• _Исходный текст_
»»
Сразу оговорюсь: то, о чем я хочу рассказать, основано на личном опыте и если на что-то и претендует, то - на достоверность. Что же до объективности - объективно настолько, насколько может быть объективен личный опыт.
Национальный вопрос вошел в сферу моих интересов очень рано... собственно, сколько я себя помню, он был со мной, этот вопрос. Вопрос, но не проблема. Мои старшие родственники были лишены всякого национализма, даже бытового, и по старинке делили людей на "добрых" и "недобрых", "порядочных" и "непорядочных". Бабушка по отцовской линии - из "клятих москалей", уроженка исконных русских - вятичских - краев, потомственная колпнянка-орловчанка, вскоре после войны вышла замуж за деда-хохла, участника двух войн, финской и Великой Отечественной, бывшего кадрового военного, а к тому моменту - инвалида (впрочем, мой норовистый дед так и не оформил инвалидности, хотя пятидесятипроцентная потеря слуха и многочисленные последствия ранений сказывались всю жизнь) с двумя осиротевшими детьми-подростками. Так случилось, что бабушкина старшая сестра тоже была замужем за украинцем. Мой дед - из Хмельницкой (Каменец-Подольской) области, муж бабушкиной сестры - из-под Черновцов. После смерти сестры, бабушка воспитала и ее дочку, здраво рассудив, что отцовского воспитания для девочки явно недостаточно. Светлана и через много лет называла бабушку то "тётей Полей", то "мамой Полей". Потом она вышла замуж за татарина Романа Асадулина, они жили в Эстонии, в Нарве, бабушка навещала их - правда, редко, здоровье было уже неважное. А вот на письма - три-четыре в месяц, отвечала своевременно и аккуратно. Тетя Света иногда вкладывала в письма фотографии с подписями: "Бабушке Полине - от внучки Анжелочки". Красавица Анжела, в чертах которой было и что-то узнаваемо наше, бабушкино, и что-то степняцко-татарское, потом вышла замуж за русского парня - и вот уже новые фотографии: "Прабабушке Полине - от правнучке Дашеньки". Время от времени - мне на радость - из Нарвы приходили посылки с конфетами в обертках, на которых было написано "не по-русски". Я мечтала, что когда достаточно подрасту, чтобы отправиться в неблизкий путь, бабушка отвезет меня в Эстонию. Тогда я еще стремилась путешествовать, сейчас, признаться, не слишком. В один далеко не самый прекрасный момент я начала очень остро чувствовать то, о чем не раз говорили, на основе своего опыта, другие люди - эти границы пролегают не только по земле, но и по семье - по моей семье.
««
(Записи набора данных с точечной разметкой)
»»
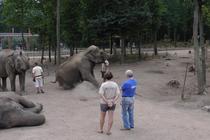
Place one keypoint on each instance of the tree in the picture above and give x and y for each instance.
(199, 46)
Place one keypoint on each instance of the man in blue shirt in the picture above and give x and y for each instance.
(128, 92)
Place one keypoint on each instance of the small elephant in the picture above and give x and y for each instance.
(13, 63)
(15, 110)
(80, 68)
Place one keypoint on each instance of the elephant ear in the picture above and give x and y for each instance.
(92, 53)
(10, 61)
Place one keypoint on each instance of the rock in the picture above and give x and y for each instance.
(206, 108)
(191, 68)
(173, 84)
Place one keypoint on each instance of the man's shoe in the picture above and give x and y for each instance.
(125, 129)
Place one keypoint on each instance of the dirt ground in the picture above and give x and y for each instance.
(159, 112)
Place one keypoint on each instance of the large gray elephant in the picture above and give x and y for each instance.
(15, 110)
(13, 63)
(80, 68)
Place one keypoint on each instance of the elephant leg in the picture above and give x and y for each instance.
(66, 87)
(12, 78)
(0, 85)
(20, 117)
(4, 84)
(36, 109)
(30, 106)
(87, 76)
(22, 82)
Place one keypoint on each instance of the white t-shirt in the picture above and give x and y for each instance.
(37, 71)
(110, 90)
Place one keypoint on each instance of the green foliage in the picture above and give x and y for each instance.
(89, 21)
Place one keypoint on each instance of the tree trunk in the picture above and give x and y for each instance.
(110, 43)
(198, 65)
(42, 44)
(155, 42)
(58, 32)
(122, 50)
(203, 49)
(50, 47)
(55, 53)
(174, 37)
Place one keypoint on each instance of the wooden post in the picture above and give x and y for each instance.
(58, 32)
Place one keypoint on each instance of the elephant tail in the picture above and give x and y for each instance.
(54, 81)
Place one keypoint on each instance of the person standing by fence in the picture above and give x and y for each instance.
(37, 73)
(104, 69)
(128, 92)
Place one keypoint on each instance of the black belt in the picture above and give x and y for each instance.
(127, 96)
««
• _Задания_
• A. Назовите все географические названия (области, города, страны), которые упоминаются в исходном тексте.
• B. Выпишите из исходного текста без изменений всё от слов «Сразу оговорюсь: то, о» вплоть до слов «объективен личный опыт.».

• _Ответы к заданиям_
• A. Хмельницкая (Каменец-Подольская) область; Черновцы; Эстония; Нарва.

• B.
Сразу оговорюсь: то, о чем я хочу рассказать, основано на личном опыте и если на что-то и претендует, то - на достоверность. Что же до объективности - объективно настолько, насколько может быть объективен личный опыт.